#### Data for the task
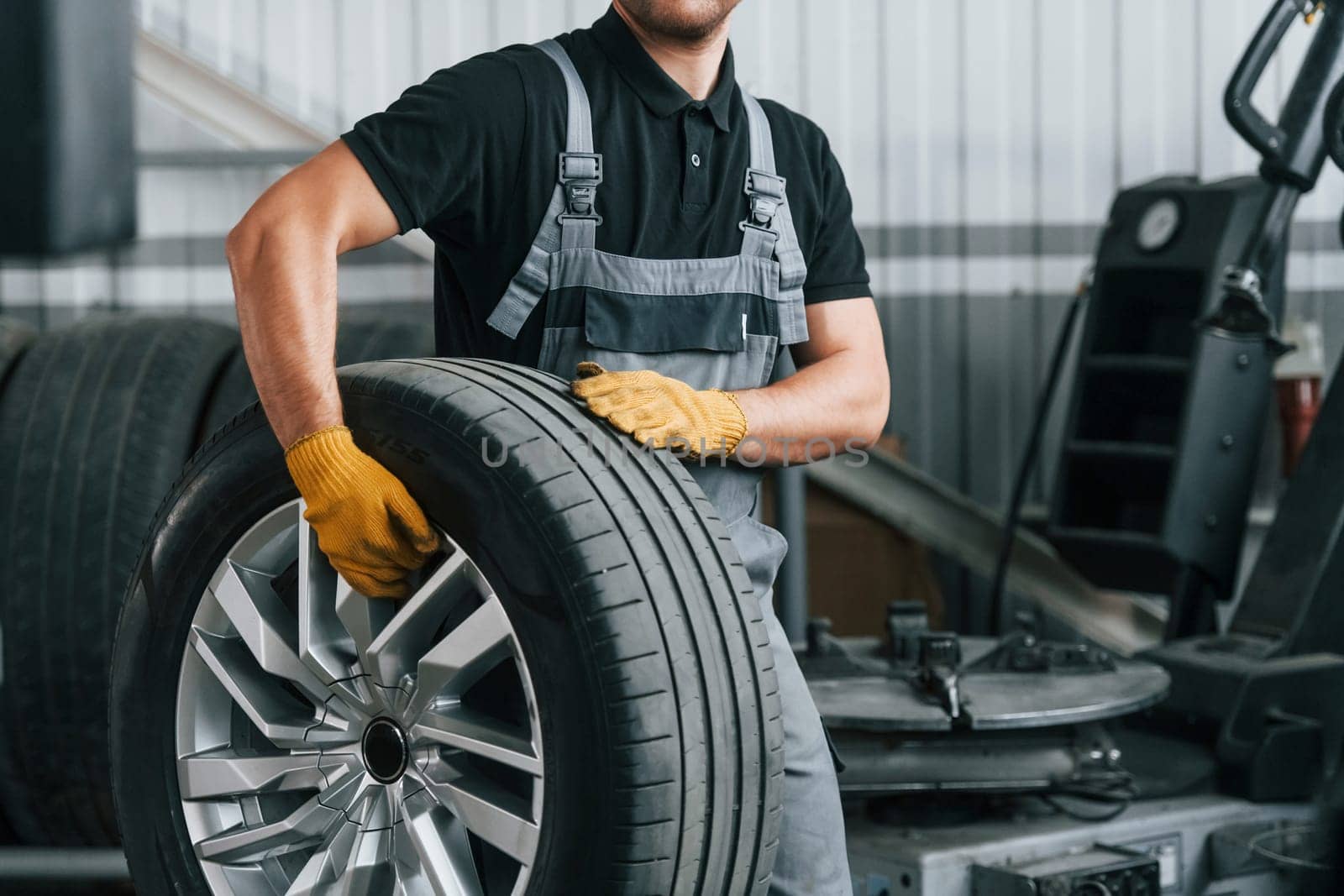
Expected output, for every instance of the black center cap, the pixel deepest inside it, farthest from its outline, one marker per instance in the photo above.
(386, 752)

--

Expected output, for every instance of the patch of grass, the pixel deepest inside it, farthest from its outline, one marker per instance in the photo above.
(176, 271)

---

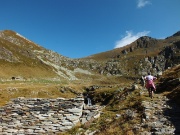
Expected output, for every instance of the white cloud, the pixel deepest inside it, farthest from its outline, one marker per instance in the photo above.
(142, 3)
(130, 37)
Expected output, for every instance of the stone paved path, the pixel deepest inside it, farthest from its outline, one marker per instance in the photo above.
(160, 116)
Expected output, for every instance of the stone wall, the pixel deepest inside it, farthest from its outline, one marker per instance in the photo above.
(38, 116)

#### Request
Tally the lines above that contain the word "outline" and reply with the number alone.

#### Reply
5